■ Job 1
In the film review below, list every actor who is shown credited under a different name, together with that credited name.

■ Given text
That Cirio H. Santiago would try his hand at blaxploitation should surprise no one. He after all was the man behind Terror Is A Man (1959), as well as the first partially colored Filipino gothic horror with The Blood Drinkers (1964) and its sequel Blood Of the Vampires (1966) (both with Amalia Fuentes). By the mid-seventies two things were big in drive-ins across America and grindhouses on New York’s 42nd street: blaxploitation and martial arts imports from the Far East. Santiago commenced establishing a footing in North America by co-producing The Big Doll House (1971), The Big Bird Cage (1972), and The Hot Box (1972) with and for Roger Corman. That in turn would give him the leverage to launch his own features through Corman’s distribution network. Before Naked Fist (1981) and Angelfist (1993) there was Jean Bell and TNT Jackson, or the first of Santiago’s loose trilogy of topless kickboxing movies. Everything has a beginning, and Cirio H. Santiago kicked open all the doors with mad energy.

Never one not to be with the times TNT Jackson (released back home as Dynamite Wong and TNT Jackson and, understandably, abbreviated for the international market) is the perfect response to Hong Kong martial arts capers as The Tournament (1974) (with Angela Mao Ying) and Sister Street Fighter (1974) (with Etsuko Shihomi). Santiago would often play up his stars with (fabricated and very much non-existent) martial arts championship titles, and with the granddaddy of them all it’s no different. That Santiago teamed up with Roger Corman for North American distribution was a deal made in exploitation heaven. No wonder then that TNT Jackson has stood the test of time. By comparison Naked Fist (1981) and Angelfist (1993) are more obscure. Santiago always had a talent for female-centric action and while Jean Bell hardly was a full-blooded action star she’s given plenty of opportunity to show off her chops.

Martial arts instructor Diana Jackson (Jean Bell, as Jeanne Bell) has traveled to Hong Kong to investigate the mysterious disappearance of her brother Stag. Landing in one of the seedier districts Jackson is almost immediately accosted by a bunch of street thugs. Jackson is able to hold her own but is picked up by Elaine (Pat Anderson) who just happens to be passing with her limo. Back in the city Diana seeks out the Joe’s Haven pub. There she quickly befriends retired martial arts instructor Joe (Augusto Valdes Pangan Sr., as Chiquito) and learns that her brother had fallen foul with the local drug cartel run by the American Sid (Ken Metcalfe, as Ken Metcalf). Diana crosses paths with Charlie (Stan Shaw) and sparks fly between the two. Ming (Joe Mari Avellana) warns Sid of the obvious danger Diana poses to their operation, especially now that Charlie’s enchanted with her. Elaine expresses her reservations about the way recent shipments have been handled. As Diana continues her investigation and deliveries are intercepted a senior cartel partner (Joonee Gamboa, as John Gamble) decides Jackson’s too much of a threat, and has his goons intercept her. Meanwhile Elaine reveals that she’s a deep undercover narcotics operative and that Sid ordered Charlie to kill Stag. Upon learning that the man she has been sleeping with is responsible for her brother’s senseless slaying TNT is forced to live up to her nickname and explodes in a blind rage…

At a brisk 72 minutes TNT Jackson does not have the luxury of fucking around, and it doesn’t. The plot, minimal as it is, is feeble even by lowly Santiago standards. The action choreography is laughable and bad and laughably bad at that. Nobody was expecting TNT Jackson to measure itself with Hong Kong or the average Robert Clouse epic, but even Death Promise (1977) had better action choreography. The routines are slow and brawlish with constant dancing around and no sense of pace, rhythm, or gravitas. No amount of rapid-fire editing can hide that Jean Bell had no background in martial arts. There were no less than 4 (!!) martial arts instructors on hand during production, but not one among them could apparently decently choreograph a single fight. Stan Shaw acquits himself with well enough but he was no Jim Kelly or Jim Brown, to say the least. The screenplay was a co-written by Santiago regular Ken Metcalfe and Richard Miller. Who’s Miller, you wonder? He was the gunshop owner in The Terminator (1984). Where Naked Fist (1981) and Angelfist (1993) took their time to tie up loose ends, TNT Jackson doesn’t bother with such trivialities, or with much else for that matter.

■ Provided data
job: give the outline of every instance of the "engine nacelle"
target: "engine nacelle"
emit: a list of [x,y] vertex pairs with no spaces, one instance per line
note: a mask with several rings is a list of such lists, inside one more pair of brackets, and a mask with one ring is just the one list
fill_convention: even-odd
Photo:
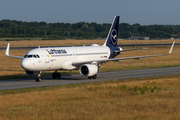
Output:
[[39,71],[27,71],[27,70],[25,70],[25,72],[29,76],[36,76],[39,73]]
[[84,64],[80,67],[79,72],[81,73],[82,76],[90,77],[97,74],[98,66],[91,64]]

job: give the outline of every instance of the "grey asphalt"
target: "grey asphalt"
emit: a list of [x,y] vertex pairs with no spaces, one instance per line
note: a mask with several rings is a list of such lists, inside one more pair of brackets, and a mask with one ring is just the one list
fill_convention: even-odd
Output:
[[[130,46],[167,46],[167,45],[172,45],[172,43],[166,43],[166,44],[131,44],[131,45],[128,44],[128,45],[118,45],[118,46],[119,47],[130,47]],[[180,43],[175,43],[175,45],[180,45]],[[67,47],[67,46],[51,46],[51,47]],[[34,49],[34,48],[37,48],[37,47],[10,47],[10,50],[24,50],[24,49]],[[6,48],[0,48],[0,50],[6,50]]]
[[52,79],[51,76],[42,77],[42,82],[35,82],[34,78],[22,78],[11,80],[0,80],[0,90],[22,89],[33,87],[44,87],[65,84],[77,84],[107,80],[121,80],[128,78],[140,78],[150,76],[160,76],[169,74],[180,74],[180,67],[153,68],[141,70],[127,70],[115,72],[101,72],[97,74],[97,79],[88,79],[80,74],[62,76],[62,79]]

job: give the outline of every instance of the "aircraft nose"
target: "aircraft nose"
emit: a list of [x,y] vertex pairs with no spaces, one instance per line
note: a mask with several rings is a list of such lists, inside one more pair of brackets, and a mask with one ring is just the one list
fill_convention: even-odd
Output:
[[21,67],[23,68],[23,69],[28,69],[28,68],[30,68],[30,63],[27,61],[27,60],[25,60],[25,59],[22,59],[22,61],[21,61]]

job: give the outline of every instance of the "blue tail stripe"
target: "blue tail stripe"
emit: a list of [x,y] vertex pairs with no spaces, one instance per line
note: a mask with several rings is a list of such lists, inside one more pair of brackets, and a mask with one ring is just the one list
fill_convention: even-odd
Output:
[[114,21],[109,30],[109,34],[105,42],[105,45],[108,47],[117,46],[119,18],[120,18],[119,16],[115,16]]

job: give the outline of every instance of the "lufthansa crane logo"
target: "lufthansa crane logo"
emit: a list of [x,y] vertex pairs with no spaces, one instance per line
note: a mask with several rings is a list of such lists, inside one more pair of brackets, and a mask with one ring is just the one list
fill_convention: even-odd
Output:
[[114,45],[117,43],[117,31],[115,29],[111,31],[111,42]]

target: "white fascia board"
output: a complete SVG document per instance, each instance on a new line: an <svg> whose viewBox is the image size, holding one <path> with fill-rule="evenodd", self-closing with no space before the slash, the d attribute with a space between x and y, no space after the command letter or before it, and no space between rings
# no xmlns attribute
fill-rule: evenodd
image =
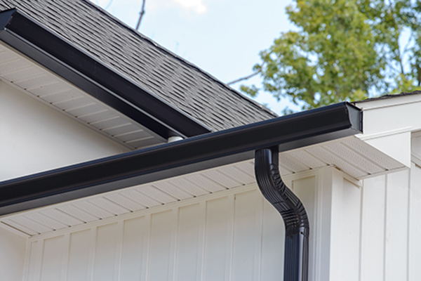
<svg viewBox="0 0 421 281"><path fill-rule="evenodd" d="M421 130L421 95L357 103L363 110L361 140L410 167L411 133Z"/></svg>

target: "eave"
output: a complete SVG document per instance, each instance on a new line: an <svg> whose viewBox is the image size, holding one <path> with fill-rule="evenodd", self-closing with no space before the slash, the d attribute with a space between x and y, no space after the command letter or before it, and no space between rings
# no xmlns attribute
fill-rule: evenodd
<svg viewBox="0 0 421 281"><path fill-rule="evenodd" d="M210 131L16 9L0 13L0 40L164 139Z"/></svg>
<svg viewBox="0 0 421 281"><path fill-rule="evenodd" d="M0 214L27 210L252 159L257 149L284 152L362 131L348 103L208 133L0 183Z"/></svg>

■ Job 2
Report how many lines of the records above contain the string "outline", with case counting. Give only the number.

■ Full answer 1
- Jean Bell, credited as Jeanne Bell
- Augusto Valdes Pangan Sr., credited as Chiquito
- Ken Metcalfe, credited as Ken Metcalf
- Joonee Gamboa, credited as John Gamble

■ Full answer 2
5